- _Exercise aim_: Update the listing below so that "pixel coordinates" becomes "image coordinates" wherever it occurs, and leave every other word and number unchanged.

- _Records supplied_:
◇ ◇ ◇ ◇

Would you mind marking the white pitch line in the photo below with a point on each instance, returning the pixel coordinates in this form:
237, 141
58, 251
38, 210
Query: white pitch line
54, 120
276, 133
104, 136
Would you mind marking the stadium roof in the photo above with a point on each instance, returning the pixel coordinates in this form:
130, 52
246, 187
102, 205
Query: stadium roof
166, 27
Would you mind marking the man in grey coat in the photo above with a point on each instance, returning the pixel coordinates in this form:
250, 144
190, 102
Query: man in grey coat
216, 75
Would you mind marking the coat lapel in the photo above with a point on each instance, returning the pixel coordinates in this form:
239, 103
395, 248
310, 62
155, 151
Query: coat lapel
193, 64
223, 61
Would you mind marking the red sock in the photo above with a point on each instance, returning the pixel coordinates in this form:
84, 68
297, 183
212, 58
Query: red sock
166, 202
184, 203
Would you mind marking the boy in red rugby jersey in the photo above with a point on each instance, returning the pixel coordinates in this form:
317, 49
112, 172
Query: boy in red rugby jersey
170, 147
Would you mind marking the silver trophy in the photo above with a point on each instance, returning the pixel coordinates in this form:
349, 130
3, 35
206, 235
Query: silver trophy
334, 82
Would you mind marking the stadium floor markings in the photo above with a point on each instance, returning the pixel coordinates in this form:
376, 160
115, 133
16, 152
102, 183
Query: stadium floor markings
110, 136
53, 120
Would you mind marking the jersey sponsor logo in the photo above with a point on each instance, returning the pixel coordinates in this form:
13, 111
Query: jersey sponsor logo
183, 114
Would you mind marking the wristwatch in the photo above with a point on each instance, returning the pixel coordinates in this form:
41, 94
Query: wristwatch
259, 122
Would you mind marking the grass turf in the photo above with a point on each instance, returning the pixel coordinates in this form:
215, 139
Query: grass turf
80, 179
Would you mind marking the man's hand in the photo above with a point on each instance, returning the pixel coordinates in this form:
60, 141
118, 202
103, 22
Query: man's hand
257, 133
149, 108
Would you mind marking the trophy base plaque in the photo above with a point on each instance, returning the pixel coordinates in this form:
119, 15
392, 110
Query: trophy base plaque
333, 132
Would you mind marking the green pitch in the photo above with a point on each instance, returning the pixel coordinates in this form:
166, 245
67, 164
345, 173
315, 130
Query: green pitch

◇ ◇ ◇ ◇

- _Written response_:
Would you mind marking the white pitch line in the photo below with a point on each instance, returning the image coordinates in this form:
237, 141
58, 251
38, 210
Query: white pitch line
54, 120
276, 133
104, 136
Would you mind marking the stadium roof in the photo above with a point on each instance, returning the image coordinates in this form:
130, 52
246, 187
102, 205
Query: stadium roof
166, 27
Would you mind marking the man in grey coat in the photo above with a point on each instance, returning the image coordinates in this form:
250, 144
190, 102
Query: man in grey coat
216, 75
Would you mind marking the coat lapel in the photo above with a point on each instance, returning the image coordinates in this form:
239, 103
395, 248
310, 62
155, 151
Query: coat lapel
193, 64
223, 61
Would you mind marking the red sock in the photo above with a point on each instance, returning the image coordinates in this form:
84, 68
297, 183
212, 58
Query: red sock
166, 202
184, 203
Would you mind marking the boy in red rugby jersey in the photo above with a point on each instance, returning the image coordinates in this form:
317, 49
112, 172
Query: boy in red rugby jersey
170, 147
Would you mind marking the silver trophy in the photo above with a point on each instance, returning the image coordinates in this form:
349, 130
3, 35
206, 235
Query: silver trophy
334, 82
Would you mind marking the stadium floor markings in the photo above with a point on each instance, returning the image coordinates in this form:
376, 160
115, 133
16, 152
102, 183
Query: stadium floor markings
110, 136
53, 120
Would you mind marking the jersey sponsor logo in the photo above with a point on each instance, returning the image coordinates in this form:
13, 111
Query: jersey sponsor logo
183, 114
Would you mind marking the wristwatch in the photo above with a point on each instance, returning the image coordinates in this form:
41, 94
Query: wristwatch
259, 122
Would you mind marking the grass turf in the photo above with a point on each instance, returning the image coordinates in this form:
215, 139
Query: grass turf
80, 179
Would you mind marking the man's hand in the photo above with a point on each instance, returning the image coordinates in this form:
60, 141
118, 202
103, 22
Query: man's hand
257, 133
149, 108
Would you mind marking the trophy base plaque in the photo above with a point on each instance, returning the image coordinates in this form:
119, 15
392, 110
Query: trophy base plaque
333, 132
Would you mind marking the green pitch in the photo above with a point on each instance, returning the image coordinates in this form:
166, 245
67, 164
345, 173
315, 130
Query: green pitch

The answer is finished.